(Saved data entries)
-*-

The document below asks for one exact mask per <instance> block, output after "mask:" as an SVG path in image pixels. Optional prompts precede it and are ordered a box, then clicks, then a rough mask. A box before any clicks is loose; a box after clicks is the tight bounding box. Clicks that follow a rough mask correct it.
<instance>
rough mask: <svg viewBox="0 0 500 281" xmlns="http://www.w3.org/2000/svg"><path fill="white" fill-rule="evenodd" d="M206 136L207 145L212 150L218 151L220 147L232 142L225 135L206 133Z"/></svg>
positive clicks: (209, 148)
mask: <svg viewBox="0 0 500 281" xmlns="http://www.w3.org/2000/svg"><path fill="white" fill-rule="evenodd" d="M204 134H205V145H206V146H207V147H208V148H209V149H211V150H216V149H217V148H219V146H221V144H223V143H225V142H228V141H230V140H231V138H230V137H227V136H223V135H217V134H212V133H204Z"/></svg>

-*-

> _TO DO_: Transcribe the entries above exactly.

> _PROBLEM SOLUTION_:
The document below asks for one exact mask per <instance> block, output after "mask:" as an SVG path in image pixels. Optional prompts precede it and are ordered a box, then clicks, then a rough mask. A box before any clicks is loose; a box after clicks is the tight bounding box. Clicks that follow a rough mask correct it.
<instance>
rough mask: <svg viewBox="0 0 500 281" xmlns="http://www.w3.org/2000/svg"><path fill="white" fill-rule="evenodd" d="M206 136L207 145L212 150L218 151L220 147L232 142L225 135L206 133Z"/></svg>
positive clicks: (209, 148)
mask: <svg viewBox="0 0 500 281" xmlns="http://www.w3.org/2000/svg"><path fill="white" fill-rule="evenodd" d="M204 134H205V145H206V146H207V147H208V148H209V149H211V150H216V149H217V148H219V146H221V144H223V143H225V142H228V141H230V140H231V138H230V137H227V136H223V135H217V134H212V133H204Z"/></svg>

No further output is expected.